:: WORK REQUEST ::
Bring together all lines of the material below that contain the string "horse".

:: THE DATA ::
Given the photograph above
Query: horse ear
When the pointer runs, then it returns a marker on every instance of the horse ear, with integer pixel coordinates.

==

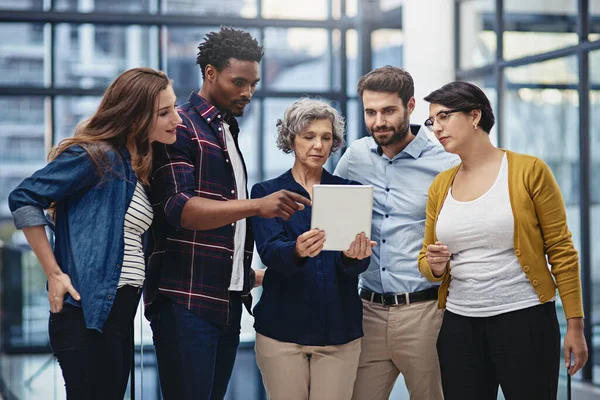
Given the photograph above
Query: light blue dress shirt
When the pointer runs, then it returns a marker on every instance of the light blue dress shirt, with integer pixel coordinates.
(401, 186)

* * *

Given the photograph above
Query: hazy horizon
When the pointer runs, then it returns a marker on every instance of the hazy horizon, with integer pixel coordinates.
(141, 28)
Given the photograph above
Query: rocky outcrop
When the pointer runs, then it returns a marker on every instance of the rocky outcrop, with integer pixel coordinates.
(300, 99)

:: ANSWER TO THIS EXERCISE ::
Query: horse ear
When the pointer runs, then it returns a marker on every instance of the horse ear, with integer pixel coordinates.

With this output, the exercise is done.